| Dataset entries |

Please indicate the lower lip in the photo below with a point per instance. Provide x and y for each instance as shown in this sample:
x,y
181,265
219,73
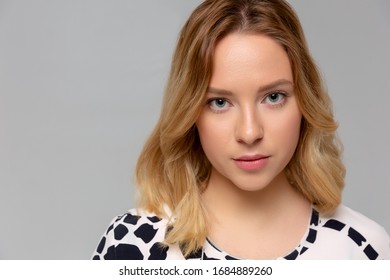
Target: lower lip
x,y
249,165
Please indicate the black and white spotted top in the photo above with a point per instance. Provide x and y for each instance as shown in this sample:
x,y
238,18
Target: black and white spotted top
x,y
347,234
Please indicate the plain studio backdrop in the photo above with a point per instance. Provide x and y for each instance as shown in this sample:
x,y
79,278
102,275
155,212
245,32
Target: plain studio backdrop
x,y
81,84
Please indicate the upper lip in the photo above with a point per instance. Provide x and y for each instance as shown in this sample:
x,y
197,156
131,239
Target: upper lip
x,y
250,157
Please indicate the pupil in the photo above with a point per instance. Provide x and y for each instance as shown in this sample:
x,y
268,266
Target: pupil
x,y
220,102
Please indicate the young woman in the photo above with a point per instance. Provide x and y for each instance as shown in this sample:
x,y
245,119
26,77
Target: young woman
x,y
244,162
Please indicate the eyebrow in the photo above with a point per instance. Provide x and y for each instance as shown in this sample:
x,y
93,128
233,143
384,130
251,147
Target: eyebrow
x,y
268,87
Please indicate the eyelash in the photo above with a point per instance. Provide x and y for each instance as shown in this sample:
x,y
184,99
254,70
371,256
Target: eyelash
x,y
278,104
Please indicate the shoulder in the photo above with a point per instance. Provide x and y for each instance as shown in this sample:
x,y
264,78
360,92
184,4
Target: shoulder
x,y
136,235
358,234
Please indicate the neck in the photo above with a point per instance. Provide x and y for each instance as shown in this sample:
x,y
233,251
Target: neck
x,y
224,201
257,220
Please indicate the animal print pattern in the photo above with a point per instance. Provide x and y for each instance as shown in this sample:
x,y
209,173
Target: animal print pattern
x,y
139,235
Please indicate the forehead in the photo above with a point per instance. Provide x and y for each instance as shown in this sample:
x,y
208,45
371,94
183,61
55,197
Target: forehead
x,y
242,55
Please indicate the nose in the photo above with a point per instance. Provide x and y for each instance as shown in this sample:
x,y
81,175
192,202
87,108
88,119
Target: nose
x,y
249,129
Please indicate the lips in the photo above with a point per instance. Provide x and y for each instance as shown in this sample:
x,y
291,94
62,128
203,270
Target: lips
x,y
251,162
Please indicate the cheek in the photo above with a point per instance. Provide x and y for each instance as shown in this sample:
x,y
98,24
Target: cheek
x,y
213,134
291,131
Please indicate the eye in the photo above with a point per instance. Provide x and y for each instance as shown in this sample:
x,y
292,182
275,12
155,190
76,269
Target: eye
x,y
275,98
218,104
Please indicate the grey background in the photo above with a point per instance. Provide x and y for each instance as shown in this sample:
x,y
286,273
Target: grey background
x,y
80,89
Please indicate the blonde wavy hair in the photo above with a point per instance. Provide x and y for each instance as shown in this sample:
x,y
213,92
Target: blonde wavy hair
x,y
172,170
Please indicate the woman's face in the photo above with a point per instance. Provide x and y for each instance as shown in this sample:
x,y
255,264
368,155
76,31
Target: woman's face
x,y
249,126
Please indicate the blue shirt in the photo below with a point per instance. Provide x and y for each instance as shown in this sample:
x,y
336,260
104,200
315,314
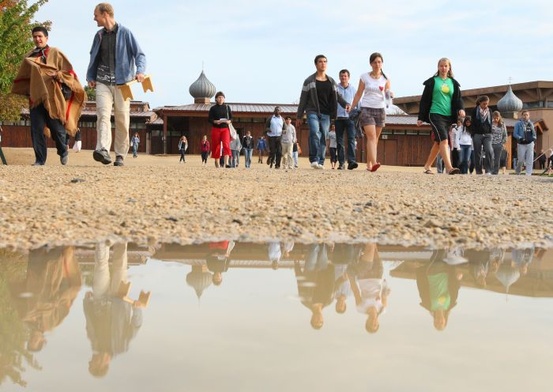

| Exercise prompt |
For each line above that carries the word "below", copy it out.

| Finished exercise |
Please indicate the lower lip in the photo below with a point per instance. Provide x and y for each instance as shown in this sample:
Please indicate the blue shirt in the photo below with a point per instance. Provide x and y for each instance as shown in this sample:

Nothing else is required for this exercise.